### Task prompt
The part to set down runs from the first line of the data below through the line with "Query: magenta petal", inclusive; write it exactly and leave out the pictures.

### Recorded data
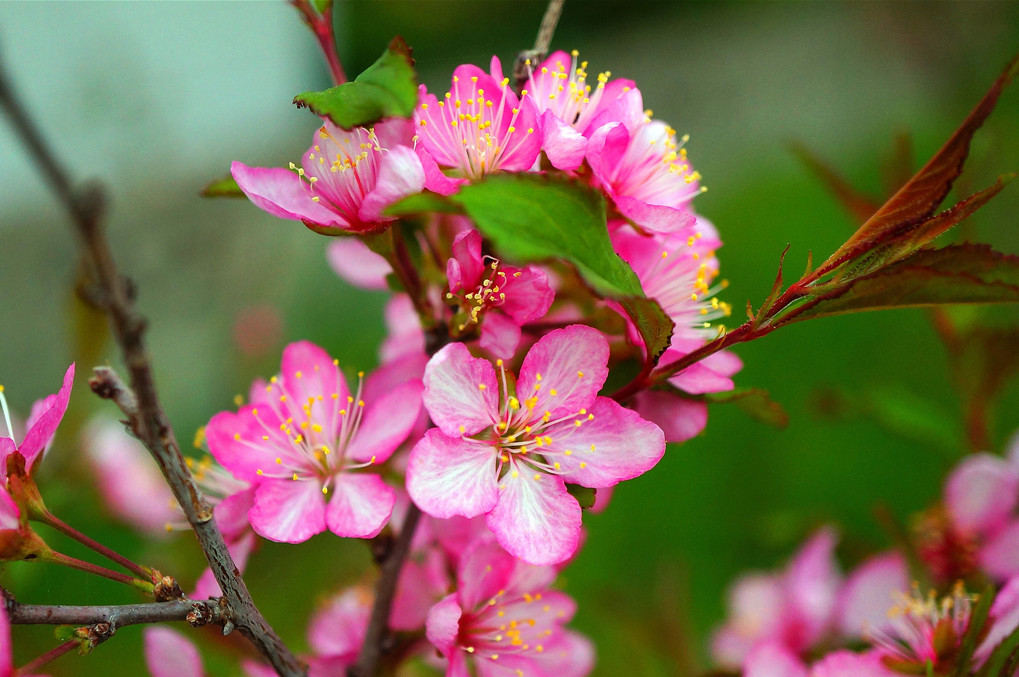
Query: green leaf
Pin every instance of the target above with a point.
(223, 188)
(974, 631)
(916, 201)
(387, 89)
(755, 402)
(585, 497)
(422, 203)
(532, 218)
(960, 273)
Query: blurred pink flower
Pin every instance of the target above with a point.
(344, 181)
(302, 446)
(504, 620)
(507, 454)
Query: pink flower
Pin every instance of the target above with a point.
(504, 620)
(302, 446)
(981, 495)
(128, 480)
(506, 452)
(792, 609)
(569, 106)
(500, 298)
(345, 180)
(642, 167)
(479, 126)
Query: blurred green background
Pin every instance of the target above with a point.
(157, 98)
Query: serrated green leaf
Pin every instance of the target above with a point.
(222, 188)
(974, 631)
(387, 89)
(960, 273)
(585, 496)
(532, 218)
(422, 203)
(755, 402)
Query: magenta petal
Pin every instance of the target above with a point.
(461, 392)
(981, 492)
(867, 594)
(442, 625)
(615, 445)
(47, 414)
(360, 507)
(564, 146)
(535, 518)
(288, 511)
(1000, 556)
(679, 418)
(447, 476)
(399, 174)
(354, 262)
(499, 335)
(169, 654)
(386, 423)
(773, 660)
(565, 370)
(281, 193)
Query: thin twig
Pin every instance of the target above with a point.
(192, 612)
(147, 419)
(541, 44)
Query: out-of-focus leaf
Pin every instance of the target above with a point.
(917, 200)
(422, 203)
(534, 218)
(960, 273)
(387, 89)
(756, 402)
(977, 619)
(858, 204)
(585, 496)
(222, 188)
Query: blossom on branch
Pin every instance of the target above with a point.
(344, 181)
(506, 448)
(303, 445)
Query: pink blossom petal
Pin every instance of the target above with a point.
(386, 423)
(535, 518)
(528, 294)
(679, 418)
(565, 370)
(400, 174)
(1000, 556)
(867, 594)
(564, 146)
(308, 372)
(281, 193)
(46, 416)
(288, 511)
(360, 505)
(169, 654)
(484, 570)
(354, 262)
(772, 660)
(447, 476)
(615, 445)
(461, 392)
(442, 625)
(812, 581)
(1005, 619)
(981, 492)
(847, 664)
(499, 335)
(338, 628)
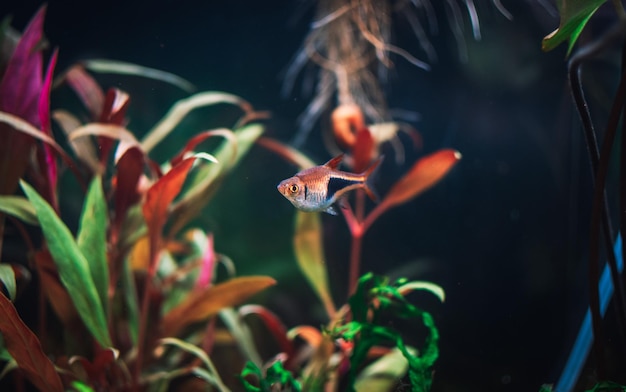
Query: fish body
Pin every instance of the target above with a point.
(318, 188)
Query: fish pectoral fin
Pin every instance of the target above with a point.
(331, 210)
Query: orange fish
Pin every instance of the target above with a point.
(318, 188)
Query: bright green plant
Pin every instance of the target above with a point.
(135, 292)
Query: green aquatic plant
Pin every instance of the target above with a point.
(342, 351)
(575, 14)
(350, 45)
(134, 292)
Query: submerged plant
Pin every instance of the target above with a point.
(574, 17)
(134, 292)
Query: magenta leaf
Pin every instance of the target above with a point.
(129, 170)
(25, 348)
(20, 88)
(49, 164)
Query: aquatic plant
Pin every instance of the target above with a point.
(136, 296)
(574, 17)
(356, 328)
(349, 43)
(135, 292)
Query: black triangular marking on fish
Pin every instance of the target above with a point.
(336, 184)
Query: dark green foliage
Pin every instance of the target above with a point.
(374, 299)
(275, 377)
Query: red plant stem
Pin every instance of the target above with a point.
(2, 218)
(355, 260)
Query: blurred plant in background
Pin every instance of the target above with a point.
(137, 299)
(350, 43)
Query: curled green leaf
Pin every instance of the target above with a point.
(18, 207)
(574, 16)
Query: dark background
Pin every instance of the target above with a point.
(504, 233)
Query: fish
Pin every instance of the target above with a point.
(319, 188)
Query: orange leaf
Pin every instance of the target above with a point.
(25, 348)
(424, 174)
(204, 303)
(54, 289)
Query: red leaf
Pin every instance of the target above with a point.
(129, 170)
(208, 264)
(202, 304)
(424, 174)
(21, 84)
(158, 200)
(25, 348)
(115, 105)
(54, 290)
(49, 164)
(199, 138)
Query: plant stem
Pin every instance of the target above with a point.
(599, 163)
(355, 261)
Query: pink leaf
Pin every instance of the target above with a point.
(273, 324)
(20, 88)
(25, 348)
(158, 200)
(208, 264)
(49, 165)
(424, 174)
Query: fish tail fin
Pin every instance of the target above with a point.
(370, 175)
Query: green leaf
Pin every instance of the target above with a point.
(241, 334)
(92, 238)
(25, 348)
(307, 243)
(80, 386)
(18, 207)
(73, 267)
(383, 374)
(205, 180)
(7, 277)
(574, 16)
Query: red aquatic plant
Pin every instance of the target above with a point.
(125, 286)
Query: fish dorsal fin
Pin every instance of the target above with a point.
(334, 163)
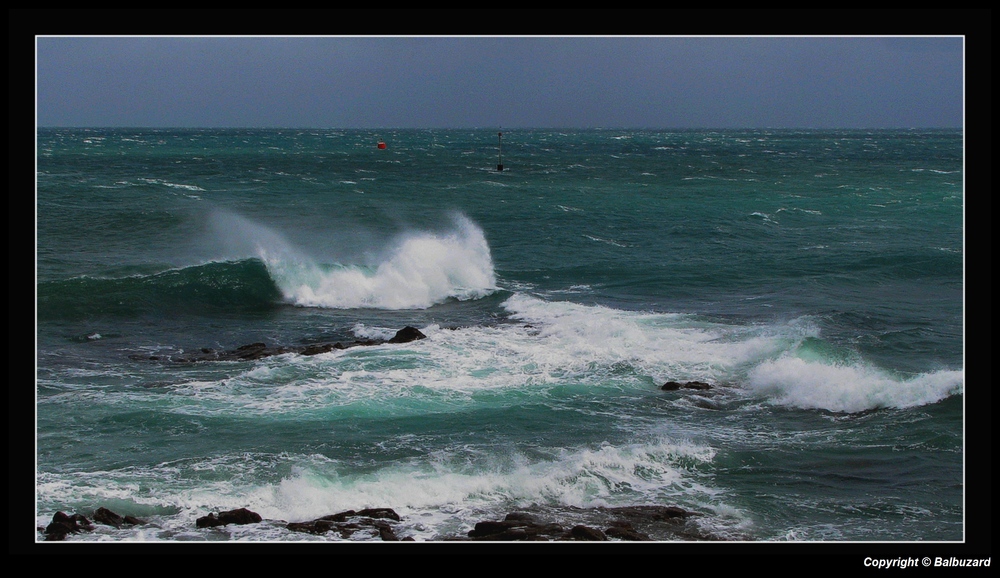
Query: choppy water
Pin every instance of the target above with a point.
(813, 278)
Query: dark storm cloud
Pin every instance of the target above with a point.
(500, 81)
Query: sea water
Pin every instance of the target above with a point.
(813, 278)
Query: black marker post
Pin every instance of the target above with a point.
(500, 151)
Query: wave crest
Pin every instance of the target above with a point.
(420, 270)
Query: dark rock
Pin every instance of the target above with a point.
(675, 385)
(108, 518)
(388, 513)
(240, 516)
(385, 532)
(407, 334)
(259, 350)
(625, 531)
(582, 532)
(325, 348)
(63, 524)
(651, 513)
(348, 522)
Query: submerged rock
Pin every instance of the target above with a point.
(348, 522)
(259, 350)
(675, 385)
(240, 516)
(63, 524)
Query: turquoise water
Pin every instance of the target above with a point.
(814, 278)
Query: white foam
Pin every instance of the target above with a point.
(795, 382)
(419, 270)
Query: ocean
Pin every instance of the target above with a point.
(803, 289)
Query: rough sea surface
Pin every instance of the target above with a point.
(814, 279)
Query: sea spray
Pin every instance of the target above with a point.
(417, 269)
(796, 382)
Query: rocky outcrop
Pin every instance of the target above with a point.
(63, 524)
(109, 518)
(348, 522)
(259, 350)
(239, 516)
(675, 385)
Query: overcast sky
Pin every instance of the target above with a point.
(526, 82)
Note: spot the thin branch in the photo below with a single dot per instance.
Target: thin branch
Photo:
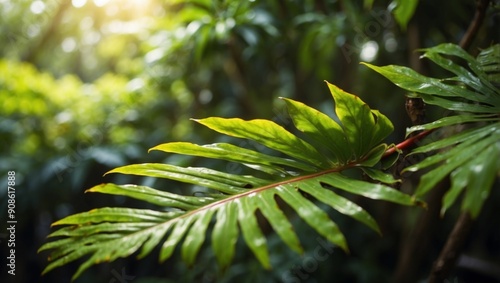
(407, 143)
(451, 250)
(470, 34)
(455, 242)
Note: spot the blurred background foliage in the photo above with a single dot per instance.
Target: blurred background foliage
(89, 85)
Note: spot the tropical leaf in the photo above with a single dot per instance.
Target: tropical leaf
(469, 145)
(299, 174)
(403, 11)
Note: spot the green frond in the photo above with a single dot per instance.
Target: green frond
(468, 150)
(298, 169)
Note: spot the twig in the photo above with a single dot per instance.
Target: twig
(454, 244)
(470, 34)
(406, 143)
(451, 250)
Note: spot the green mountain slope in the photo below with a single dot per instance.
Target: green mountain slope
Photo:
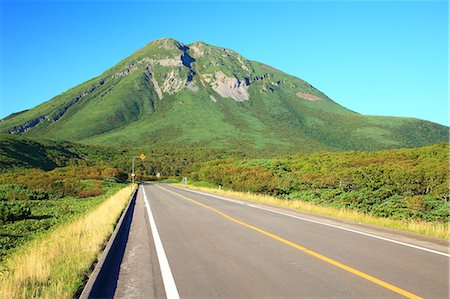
(170, 94)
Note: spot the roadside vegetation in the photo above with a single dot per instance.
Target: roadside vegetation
(409, 188)
(57, 264)
(32, 201)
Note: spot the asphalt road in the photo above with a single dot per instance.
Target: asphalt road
(214, 248)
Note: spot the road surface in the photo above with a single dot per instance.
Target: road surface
(192, 245)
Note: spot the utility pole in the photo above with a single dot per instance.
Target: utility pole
(142, 157)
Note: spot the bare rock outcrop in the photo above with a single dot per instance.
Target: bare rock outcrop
(228, 87)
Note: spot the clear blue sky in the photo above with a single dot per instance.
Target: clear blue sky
(377, 58)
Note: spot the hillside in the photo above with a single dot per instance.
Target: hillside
(198, 95)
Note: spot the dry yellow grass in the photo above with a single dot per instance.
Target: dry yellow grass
(425, 228)
(54, 267)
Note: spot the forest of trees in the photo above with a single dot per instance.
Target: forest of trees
(399, 184)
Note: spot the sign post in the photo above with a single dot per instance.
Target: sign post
(142, 157)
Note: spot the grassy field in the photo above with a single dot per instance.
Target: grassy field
(437, 230)
(56, 264)
(45, 215)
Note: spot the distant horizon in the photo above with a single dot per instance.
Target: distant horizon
(374, 58)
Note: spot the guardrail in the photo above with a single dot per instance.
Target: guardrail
(100, 284)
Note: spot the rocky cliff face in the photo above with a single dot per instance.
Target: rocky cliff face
(171, 94)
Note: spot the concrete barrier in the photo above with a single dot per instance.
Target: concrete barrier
(102, 282)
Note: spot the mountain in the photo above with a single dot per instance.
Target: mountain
(171, 94)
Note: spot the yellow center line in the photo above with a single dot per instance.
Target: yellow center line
(304, 249)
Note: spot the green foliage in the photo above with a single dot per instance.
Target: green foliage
(21, 192)
(399, 184)
(14, 211)
(122, 107)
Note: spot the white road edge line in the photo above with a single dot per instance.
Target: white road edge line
(317, 222)
(166, 273)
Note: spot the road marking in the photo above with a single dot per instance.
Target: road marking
(317, 222)
(169, 283)
(304, 249)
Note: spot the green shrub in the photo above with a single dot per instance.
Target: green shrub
(14, 211)
(21, 192)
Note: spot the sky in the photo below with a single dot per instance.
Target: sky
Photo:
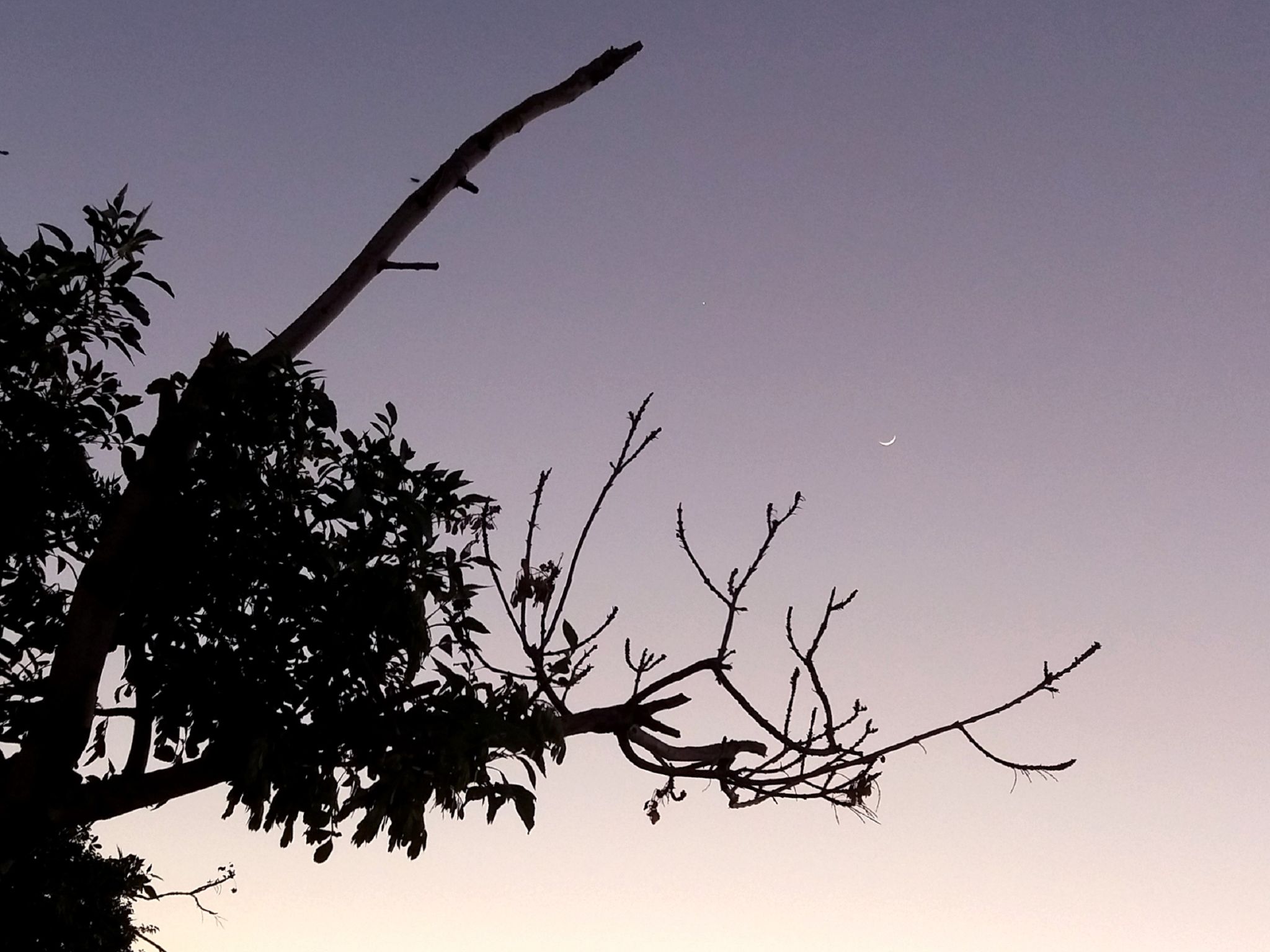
(1029, 240)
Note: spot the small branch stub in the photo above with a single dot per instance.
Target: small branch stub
(409, 266)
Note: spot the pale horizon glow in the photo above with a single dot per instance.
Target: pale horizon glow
(1032, 238)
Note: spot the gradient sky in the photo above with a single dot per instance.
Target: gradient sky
(1028, 239)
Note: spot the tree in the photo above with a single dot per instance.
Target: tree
(68, 896)
(294, 602)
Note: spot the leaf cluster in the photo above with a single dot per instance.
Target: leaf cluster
(301, 612)
(60, 309)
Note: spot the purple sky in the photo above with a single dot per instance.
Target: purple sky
(1028, 239)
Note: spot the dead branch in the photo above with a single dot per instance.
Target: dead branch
(35, 775)
(450, 175)
(826, 760)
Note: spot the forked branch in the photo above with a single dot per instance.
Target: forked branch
(806, 754)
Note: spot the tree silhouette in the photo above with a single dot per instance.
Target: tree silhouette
(294, 602)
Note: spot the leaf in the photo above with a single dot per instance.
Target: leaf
(61, 235)
(153, 280)
(525, 806)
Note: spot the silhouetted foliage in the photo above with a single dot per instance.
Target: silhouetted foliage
(293, 602)
(65, 895)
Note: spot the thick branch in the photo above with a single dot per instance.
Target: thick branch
(723, 752)
(451, 174)
(99, 800)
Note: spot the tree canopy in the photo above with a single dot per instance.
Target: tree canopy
(296, 604)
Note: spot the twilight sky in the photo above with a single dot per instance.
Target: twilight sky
(1028, 239)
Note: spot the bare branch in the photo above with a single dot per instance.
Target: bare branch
(451, 174)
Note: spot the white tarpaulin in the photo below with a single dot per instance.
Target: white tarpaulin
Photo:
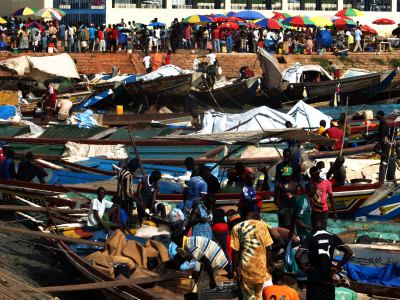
(268, 118)
(164, 71)
(41, 67)
(306, 116)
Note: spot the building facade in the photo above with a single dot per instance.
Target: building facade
(143, 11)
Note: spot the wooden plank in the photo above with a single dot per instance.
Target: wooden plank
(8, 229)
(107, 284)
(39, 208)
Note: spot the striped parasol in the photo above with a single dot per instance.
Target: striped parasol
(198, 19)
(349, 12)
(298, 21)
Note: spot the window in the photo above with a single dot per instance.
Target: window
(139, 3)
(369, 5)
(203, 4)
(312, 4)
(257, 4)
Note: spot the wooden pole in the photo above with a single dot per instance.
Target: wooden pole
(345, 124)
(136, 151)
(9, 229)
(107, 284)
(40, 208)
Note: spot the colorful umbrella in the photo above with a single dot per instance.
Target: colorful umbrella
(349, 12)
(344, 23)
(280, 16)
(298, 21)
(384, 21)
(25, 11)
(229, 25)
(197, 19)
(367, 29)
(268, 23)
(249, 15)
(321, 21)
(60, 11)
(156, 24)
(48, 13)
(34, 24)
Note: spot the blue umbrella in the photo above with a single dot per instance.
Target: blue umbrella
(157, 24)
(249, 15)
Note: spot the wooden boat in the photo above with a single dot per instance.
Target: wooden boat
(231, 95)
(348, 198)
(313, 83)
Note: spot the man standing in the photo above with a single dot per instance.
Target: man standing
(147, 63)
(251, 243)
(357, 39)
(148, 189)
(334, 132)
(97, 209)
(320, 247)
(318, 191)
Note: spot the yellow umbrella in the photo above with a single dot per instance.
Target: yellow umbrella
(321, 21)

### Solution to this exercise
Query: green leaf
Pin every instance of the target above with a point.
(223, 188)
(974, 631)
(916, 201)
(387, 89)
(755, 402)
(585, 497)
(422, 203)
(532, 218)
(960, 273)
Query: blurred pink flower
Pin every instance of the target above with a point.
(344, 181)
(302, 446)
(504, 620)
(507, 454)
Query: pink flower
Pin every instance of the target above with a point.
(504, 620)
(302, 446)
(981, 495)
(128, 480)
(506, 452)
(792, 609)
(569, 106)
(500, 298)
(345, 180)
(642, 167)
(479, 126)
Query: blurred green background
Pin every instance of the target above with a point.
(157, 98)
Query: serrated green leaf
Pin every instance of the target above with a point.
(222, 188)
(974, 631)
(387, 89)
(960, 273)
(585, 496)
(532, 218)
(422, 203)
(755, 402)
Query: magenta petal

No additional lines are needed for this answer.